-- EXERCISE INSTRUCTIONS --
Count the lines of the material that contain the string "bunker", matching case exactly, and give only the number.

========

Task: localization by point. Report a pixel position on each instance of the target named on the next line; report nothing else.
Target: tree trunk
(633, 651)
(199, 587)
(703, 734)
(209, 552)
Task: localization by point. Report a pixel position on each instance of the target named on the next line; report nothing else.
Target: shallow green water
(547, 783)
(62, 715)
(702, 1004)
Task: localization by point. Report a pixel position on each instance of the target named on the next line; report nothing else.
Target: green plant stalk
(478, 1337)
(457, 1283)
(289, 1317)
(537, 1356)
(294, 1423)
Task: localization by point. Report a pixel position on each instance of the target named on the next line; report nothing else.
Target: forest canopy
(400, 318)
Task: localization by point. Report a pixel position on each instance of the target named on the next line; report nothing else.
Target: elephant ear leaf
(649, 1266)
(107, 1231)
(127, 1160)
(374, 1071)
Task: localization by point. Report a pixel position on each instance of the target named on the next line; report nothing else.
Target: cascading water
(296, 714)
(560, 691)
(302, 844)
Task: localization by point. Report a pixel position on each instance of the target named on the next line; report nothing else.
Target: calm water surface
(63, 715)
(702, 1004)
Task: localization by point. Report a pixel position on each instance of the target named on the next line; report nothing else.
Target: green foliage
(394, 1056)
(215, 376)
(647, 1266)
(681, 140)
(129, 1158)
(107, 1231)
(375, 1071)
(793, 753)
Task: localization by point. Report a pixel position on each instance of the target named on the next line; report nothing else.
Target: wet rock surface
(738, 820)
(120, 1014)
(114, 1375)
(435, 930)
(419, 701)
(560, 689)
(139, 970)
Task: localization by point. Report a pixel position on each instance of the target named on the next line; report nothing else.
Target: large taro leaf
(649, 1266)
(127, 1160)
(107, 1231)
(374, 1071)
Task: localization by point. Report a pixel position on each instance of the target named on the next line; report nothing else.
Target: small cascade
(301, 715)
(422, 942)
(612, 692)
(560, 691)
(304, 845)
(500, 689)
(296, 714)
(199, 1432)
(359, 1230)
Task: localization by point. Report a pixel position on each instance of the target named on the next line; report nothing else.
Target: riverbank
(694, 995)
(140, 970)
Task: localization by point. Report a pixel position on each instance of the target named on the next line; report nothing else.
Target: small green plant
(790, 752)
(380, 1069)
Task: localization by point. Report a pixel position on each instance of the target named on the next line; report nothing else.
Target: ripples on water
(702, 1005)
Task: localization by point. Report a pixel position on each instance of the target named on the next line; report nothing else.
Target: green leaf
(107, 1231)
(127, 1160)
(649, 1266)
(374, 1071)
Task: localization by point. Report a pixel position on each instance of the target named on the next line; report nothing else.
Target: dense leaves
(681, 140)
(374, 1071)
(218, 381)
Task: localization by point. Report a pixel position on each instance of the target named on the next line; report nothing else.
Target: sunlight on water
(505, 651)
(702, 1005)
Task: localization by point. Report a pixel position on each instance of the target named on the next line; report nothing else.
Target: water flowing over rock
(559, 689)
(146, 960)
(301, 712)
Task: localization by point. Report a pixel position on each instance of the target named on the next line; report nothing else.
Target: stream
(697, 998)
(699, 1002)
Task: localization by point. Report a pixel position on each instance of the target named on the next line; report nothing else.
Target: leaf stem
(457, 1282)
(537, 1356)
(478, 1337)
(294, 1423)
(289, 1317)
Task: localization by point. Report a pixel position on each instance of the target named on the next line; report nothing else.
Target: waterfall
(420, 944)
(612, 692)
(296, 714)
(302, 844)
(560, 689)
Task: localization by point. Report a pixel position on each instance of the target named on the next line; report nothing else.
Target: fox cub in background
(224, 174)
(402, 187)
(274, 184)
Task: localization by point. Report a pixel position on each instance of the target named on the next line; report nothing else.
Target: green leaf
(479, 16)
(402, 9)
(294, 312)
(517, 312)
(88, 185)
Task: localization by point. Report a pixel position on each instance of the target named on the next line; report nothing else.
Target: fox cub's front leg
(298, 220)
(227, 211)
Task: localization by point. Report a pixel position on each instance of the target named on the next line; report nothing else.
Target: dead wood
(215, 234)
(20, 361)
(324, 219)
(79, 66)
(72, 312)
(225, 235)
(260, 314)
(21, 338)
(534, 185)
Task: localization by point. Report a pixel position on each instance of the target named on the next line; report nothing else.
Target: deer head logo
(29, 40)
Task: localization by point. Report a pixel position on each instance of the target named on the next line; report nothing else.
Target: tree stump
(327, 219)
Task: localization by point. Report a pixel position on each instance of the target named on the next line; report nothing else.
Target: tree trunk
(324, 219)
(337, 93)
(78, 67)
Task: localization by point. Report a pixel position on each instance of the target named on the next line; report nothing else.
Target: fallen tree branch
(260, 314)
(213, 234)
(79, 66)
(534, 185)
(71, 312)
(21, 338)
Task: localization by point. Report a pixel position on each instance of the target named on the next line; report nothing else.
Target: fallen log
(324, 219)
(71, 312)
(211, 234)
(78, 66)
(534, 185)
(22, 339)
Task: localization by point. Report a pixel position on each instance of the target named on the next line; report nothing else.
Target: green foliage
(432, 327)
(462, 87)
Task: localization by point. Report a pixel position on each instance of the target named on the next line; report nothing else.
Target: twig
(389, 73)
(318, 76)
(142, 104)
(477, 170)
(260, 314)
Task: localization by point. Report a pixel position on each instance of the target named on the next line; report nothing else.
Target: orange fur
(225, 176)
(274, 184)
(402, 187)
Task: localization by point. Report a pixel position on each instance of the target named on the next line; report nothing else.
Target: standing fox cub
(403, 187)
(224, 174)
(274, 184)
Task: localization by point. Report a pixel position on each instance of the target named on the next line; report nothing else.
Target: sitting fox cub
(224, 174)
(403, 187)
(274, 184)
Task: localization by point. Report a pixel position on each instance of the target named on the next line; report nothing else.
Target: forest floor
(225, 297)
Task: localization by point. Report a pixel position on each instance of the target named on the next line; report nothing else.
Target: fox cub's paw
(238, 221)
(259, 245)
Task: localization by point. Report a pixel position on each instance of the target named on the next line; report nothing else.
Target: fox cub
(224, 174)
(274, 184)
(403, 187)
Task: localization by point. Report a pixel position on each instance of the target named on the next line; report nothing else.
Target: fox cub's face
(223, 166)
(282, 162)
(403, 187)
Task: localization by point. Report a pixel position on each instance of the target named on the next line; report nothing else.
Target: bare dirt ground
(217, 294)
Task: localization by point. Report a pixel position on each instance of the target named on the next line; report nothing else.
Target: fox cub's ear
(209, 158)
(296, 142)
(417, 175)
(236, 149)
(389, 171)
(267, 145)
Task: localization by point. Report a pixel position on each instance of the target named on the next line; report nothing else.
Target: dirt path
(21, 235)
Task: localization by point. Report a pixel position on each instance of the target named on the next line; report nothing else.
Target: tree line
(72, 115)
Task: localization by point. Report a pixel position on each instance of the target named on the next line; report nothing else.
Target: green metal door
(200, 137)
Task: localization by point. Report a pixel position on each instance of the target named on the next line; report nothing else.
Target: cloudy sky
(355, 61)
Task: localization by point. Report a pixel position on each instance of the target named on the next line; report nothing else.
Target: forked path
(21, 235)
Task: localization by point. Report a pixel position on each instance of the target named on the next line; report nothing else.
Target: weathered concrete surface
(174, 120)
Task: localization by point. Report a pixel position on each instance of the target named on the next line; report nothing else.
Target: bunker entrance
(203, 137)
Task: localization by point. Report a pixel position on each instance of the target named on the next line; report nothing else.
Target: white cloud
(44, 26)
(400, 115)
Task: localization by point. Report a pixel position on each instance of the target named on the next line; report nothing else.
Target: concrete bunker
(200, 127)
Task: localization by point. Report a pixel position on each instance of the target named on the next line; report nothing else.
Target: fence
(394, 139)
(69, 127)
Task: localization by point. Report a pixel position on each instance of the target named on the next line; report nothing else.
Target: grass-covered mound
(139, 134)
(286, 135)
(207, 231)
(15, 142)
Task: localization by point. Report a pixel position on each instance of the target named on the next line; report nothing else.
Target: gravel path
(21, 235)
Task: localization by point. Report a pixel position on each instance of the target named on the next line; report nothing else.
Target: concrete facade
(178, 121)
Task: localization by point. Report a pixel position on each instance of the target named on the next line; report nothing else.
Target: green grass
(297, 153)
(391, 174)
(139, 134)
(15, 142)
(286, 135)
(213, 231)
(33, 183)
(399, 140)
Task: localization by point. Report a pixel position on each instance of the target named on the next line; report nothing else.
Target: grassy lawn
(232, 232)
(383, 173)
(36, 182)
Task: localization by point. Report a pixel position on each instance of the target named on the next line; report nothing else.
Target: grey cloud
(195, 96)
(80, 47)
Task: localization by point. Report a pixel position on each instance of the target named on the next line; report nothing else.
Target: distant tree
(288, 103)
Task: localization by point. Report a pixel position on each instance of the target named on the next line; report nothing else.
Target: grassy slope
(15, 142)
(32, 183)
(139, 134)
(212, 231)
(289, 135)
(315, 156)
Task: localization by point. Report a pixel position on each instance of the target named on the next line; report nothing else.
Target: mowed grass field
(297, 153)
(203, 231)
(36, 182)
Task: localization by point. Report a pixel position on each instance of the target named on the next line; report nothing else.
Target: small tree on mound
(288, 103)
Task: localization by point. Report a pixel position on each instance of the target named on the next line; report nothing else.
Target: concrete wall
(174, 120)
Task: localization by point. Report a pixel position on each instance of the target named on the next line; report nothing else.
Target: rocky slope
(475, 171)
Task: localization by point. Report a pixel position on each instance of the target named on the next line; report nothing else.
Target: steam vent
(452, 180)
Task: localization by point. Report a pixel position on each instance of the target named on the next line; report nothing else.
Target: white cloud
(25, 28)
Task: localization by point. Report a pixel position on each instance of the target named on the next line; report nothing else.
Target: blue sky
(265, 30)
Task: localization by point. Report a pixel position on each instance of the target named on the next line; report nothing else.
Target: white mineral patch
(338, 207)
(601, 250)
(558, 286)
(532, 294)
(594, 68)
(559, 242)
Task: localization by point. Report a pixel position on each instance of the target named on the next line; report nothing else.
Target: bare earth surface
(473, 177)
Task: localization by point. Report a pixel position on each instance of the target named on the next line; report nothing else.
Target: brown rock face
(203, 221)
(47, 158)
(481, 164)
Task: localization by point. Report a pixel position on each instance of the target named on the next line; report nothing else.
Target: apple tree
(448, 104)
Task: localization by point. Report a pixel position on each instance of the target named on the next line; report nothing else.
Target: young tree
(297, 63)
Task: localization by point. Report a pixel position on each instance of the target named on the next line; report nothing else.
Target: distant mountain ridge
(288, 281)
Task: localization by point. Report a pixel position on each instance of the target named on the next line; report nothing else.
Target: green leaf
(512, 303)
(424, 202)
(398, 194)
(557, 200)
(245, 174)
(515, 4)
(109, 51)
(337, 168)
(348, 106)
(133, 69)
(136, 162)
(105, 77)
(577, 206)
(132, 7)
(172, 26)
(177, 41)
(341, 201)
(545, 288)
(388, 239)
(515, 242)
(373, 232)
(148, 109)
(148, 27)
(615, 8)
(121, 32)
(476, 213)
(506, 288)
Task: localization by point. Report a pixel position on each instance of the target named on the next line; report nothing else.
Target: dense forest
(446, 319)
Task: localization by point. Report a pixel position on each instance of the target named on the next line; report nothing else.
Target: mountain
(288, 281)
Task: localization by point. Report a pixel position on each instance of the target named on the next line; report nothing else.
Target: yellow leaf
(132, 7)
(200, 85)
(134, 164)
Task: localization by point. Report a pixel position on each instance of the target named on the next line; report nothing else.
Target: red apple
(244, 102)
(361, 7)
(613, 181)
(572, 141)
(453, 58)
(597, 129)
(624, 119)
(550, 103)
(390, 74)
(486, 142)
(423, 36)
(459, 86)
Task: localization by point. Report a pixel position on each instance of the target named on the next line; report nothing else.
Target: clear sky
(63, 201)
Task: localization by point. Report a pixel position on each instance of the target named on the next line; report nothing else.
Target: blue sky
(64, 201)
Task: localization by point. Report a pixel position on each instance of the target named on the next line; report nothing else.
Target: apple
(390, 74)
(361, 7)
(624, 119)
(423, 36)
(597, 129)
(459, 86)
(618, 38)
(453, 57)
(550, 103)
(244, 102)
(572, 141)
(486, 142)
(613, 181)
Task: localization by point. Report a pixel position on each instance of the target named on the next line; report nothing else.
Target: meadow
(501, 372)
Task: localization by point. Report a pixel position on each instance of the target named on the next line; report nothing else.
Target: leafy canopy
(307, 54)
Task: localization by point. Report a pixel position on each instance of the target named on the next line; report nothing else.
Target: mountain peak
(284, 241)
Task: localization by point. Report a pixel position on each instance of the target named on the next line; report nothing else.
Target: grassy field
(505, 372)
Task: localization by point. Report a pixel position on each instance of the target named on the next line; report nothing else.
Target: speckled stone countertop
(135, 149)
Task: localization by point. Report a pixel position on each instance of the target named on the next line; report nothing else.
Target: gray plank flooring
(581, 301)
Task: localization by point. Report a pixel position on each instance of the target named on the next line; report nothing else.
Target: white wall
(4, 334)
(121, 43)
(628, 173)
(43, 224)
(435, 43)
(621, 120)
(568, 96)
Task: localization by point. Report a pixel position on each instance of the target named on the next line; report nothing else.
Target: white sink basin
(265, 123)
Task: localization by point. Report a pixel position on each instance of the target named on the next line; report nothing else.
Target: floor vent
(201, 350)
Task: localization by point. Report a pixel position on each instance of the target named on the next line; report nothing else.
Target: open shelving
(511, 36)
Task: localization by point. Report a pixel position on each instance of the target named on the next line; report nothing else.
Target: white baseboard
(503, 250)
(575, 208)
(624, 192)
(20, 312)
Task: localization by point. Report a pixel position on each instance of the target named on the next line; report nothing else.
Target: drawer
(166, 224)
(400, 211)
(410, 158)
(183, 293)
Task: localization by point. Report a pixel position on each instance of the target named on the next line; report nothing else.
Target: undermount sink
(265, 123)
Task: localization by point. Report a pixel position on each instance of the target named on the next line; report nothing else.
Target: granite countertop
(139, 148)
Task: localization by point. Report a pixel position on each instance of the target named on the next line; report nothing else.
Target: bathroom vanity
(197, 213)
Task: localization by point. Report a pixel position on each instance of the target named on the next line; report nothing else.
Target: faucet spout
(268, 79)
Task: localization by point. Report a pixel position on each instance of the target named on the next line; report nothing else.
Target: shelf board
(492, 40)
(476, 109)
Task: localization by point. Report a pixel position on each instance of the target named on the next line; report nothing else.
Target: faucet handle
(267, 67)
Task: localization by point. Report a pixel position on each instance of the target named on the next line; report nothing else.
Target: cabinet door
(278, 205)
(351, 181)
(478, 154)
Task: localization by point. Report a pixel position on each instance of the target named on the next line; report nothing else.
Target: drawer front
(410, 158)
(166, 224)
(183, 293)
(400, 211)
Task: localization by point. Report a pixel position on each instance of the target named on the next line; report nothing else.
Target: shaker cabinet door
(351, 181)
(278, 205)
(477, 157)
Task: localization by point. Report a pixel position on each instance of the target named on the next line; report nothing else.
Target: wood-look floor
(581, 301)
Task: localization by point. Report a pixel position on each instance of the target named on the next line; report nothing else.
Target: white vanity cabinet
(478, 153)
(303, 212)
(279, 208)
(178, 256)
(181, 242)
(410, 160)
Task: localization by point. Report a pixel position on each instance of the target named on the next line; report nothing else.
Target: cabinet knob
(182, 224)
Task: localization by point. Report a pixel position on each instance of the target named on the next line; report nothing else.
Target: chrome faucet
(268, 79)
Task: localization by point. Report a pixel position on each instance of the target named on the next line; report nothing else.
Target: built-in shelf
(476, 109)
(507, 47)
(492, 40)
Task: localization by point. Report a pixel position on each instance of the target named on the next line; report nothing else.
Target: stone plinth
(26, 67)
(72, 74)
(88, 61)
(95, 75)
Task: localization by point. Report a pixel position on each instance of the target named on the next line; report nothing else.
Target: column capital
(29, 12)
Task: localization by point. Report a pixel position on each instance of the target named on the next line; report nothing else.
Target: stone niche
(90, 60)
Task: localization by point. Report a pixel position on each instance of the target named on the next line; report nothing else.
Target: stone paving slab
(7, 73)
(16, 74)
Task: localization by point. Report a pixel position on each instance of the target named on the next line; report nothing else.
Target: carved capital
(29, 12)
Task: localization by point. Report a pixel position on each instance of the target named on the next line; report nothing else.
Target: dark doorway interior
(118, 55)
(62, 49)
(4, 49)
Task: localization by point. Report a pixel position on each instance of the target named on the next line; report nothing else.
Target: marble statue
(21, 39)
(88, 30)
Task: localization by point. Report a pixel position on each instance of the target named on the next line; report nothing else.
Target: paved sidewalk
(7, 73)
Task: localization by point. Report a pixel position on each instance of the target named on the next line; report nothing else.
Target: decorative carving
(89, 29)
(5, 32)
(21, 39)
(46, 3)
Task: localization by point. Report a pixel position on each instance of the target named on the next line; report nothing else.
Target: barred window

========

-- SOLUTION FOR THIS EXERCISE --
2